(Point localization data)
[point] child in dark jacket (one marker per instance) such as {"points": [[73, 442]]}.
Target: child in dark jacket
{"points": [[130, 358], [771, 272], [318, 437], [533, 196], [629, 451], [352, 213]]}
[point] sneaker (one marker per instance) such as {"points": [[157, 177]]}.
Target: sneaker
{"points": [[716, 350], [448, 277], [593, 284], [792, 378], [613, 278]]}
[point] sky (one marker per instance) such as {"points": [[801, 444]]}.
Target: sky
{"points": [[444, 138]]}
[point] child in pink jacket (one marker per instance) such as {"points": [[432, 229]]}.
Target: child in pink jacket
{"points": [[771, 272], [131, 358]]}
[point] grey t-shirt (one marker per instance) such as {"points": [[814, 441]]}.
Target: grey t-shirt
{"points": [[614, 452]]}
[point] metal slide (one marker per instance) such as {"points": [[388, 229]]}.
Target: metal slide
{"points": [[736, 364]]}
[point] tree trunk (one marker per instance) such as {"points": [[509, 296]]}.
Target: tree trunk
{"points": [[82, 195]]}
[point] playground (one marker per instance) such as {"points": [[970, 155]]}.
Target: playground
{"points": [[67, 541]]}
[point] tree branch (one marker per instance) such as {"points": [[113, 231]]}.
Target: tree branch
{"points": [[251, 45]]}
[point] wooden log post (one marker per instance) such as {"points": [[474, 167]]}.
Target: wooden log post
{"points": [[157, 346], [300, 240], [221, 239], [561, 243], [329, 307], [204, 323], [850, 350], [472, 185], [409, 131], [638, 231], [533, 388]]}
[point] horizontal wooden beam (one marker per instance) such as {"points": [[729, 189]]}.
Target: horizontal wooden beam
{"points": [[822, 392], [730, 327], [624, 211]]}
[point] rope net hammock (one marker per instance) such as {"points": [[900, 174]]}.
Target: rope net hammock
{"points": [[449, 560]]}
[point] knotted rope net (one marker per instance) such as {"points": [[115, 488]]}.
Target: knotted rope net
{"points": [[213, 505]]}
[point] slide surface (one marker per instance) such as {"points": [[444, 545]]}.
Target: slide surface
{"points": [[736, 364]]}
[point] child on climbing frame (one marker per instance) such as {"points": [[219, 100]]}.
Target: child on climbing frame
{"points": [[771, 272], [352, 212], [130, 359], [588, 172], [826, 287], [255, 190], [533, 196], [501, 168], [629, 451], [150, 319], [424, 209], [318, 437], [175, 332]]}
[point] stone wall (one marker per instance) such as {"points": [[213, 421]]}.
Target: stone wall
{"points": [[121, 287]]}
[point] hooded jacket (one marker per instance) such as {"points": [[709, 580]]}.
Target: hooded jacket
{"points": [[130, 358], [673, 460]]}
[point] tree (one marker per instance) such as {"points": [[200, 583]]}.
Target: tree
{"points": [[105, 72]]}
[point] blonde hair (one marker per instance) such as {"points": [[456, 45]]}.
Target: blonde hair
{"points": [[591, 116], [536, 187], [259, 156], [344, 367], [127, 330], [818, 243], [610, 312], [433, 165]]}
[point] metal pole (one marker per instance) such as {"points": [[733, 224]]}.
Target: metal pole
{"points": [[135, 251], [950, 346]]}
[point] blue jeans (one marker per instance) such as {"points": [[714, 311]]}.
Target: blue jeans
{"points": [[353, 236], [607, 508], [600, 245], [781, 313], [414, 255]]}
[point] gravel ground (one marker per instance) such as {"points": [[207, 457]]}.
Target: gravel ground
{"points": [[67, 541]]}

## [WORK TO COMPLETE]
Exactness is what counts here: write out every record again.

## [SOLUTION FOR THIS PROBLEM]
[point] child in dark jacket (one marker per instance) such as {"points": [[73, 442]]}.
Target: child in dark jacket
{"points": [[130, 358], [771, 272], [318, 437], [533, 196], [629, 451], [352, 213]]}
[point] sneaker (one marker per instance) such as {"points": [[157, 177]]}.
Target: sneaker
{"points": [[716, 350], [448, 277], [593, 284], [792, 378], [613, 278]]}
[point] sky (one marker per instance) such as {"points": [[801, 444]]}.
Target: sky
{"points": [[444, 138]]}
[point] child in pink jacket (one marker per instance) such as {"points": [[432, 229]]}.
Target: child in pink jacket
{"points": [[771, 272], [131, 358]]}
[point] grey t-shirt (one marker per instance) such as {"points": [[814, 441]]}.
Target: grey t-shirt
{"points": [[614, 452]]}
[point] metal slide (one marker per instance) such as {"points": [[388, 229]]}.
Target: metal slide
{"points": [[736, 364]]}
[point] tree trunk (one marker per instance) such as {"points": [[509, 296]]}.
Target: tree trunk
{"points": [[82, 195]]}
[point] playground (one marker per instance) such as {"points": [[970, 155]]}.
Target: playground
{"points": [[67, 541]]}
[point] tree branch (one marker per instance) such as {"points": [[113, 231]]}.
Target: tree branch
{"points": [[251, 45]]}
[point] wooden log post (one marker per instance) such as {"points": [[474, 167]]}.
Target: wooden log post
{"points": [[157, 346], [300, 240], [221, 239], [561, 243], [329, 307], [204, 323], [850, 350], [472, 185], [409, 131], [638, 231], [533, 388]]}
[point] horizontal wooden beam (one marker per instance) such as {"points": [[729, 189]]}.
Target: horizontal wooden beam
{"points": [[822, 392], [730, 327], [624, 211]]}
[point] rope net hammock (one marker per instance) such as {"points": [[900, 174]]}.
Target: rope net hammock
{"points": [[449, 560]]}
[point] knotted rope net (one marker per instance) such as {"points": [[115, 488]]}.
Target: knotted rope net
{"points": [[213, 505]]}
[point] slide surface (one marker per instance) such as {"points": [[444, 545]]}.
Target: slide surface
{"points": [[736, 364]]}
[point] child on climbing frame (one marker per instance) such as {"points": [[219, 100]]}.
Target: child on climbing frame
{"points": [[771, 272], [352, 212], [130, 359], [588, 172], [826, 287], [255, 190], [533, 196], [501, 168], [629, 451], [150, 319], [424, 209], [318, 437], [175, 332]]}
[point] stone wall (one marker per instance) such as {"points": [[213, 421]]}.
Target: stone wall
{"points": [[121, 287]]}
[point] hooded jacket (one marker per instance) such as {"points": [[709, 580]]}.
Target: hooded jacket
{"points": [[130, 358], [673, 460]]}
[point] tree (one marker per instance) such as {"points": [[200, 583]]}.
Target: tree
{"points": [[105, 72]]}
[point] blonde hair (one marker per instance) such as {"points": [[456, 45]]}.
Target: blonde hair
{"points": [[591, 116], [536, 187], [259, 156], [344, 367], [127, 330], [818, 243], [610, 312], [433, 165]]}
[point] metal pole (one marker per instance) such as {"points": [[733, 224]]}.
Target: metal pole
{"points": [[135, 251], [950, 346]]}
[point] blue jeans (one marker per instance) such as {"points": [[714, 311]]}.
Target: blue jeans
{"points": [[353, 236], [607, 508], [600, 245], [781, 313], [414, 255]]}
[point] gravel ground (one marker per instance) such as {"points": [[207, 457]]}.
Target: gravel ground
{"points": [[67, 541]]}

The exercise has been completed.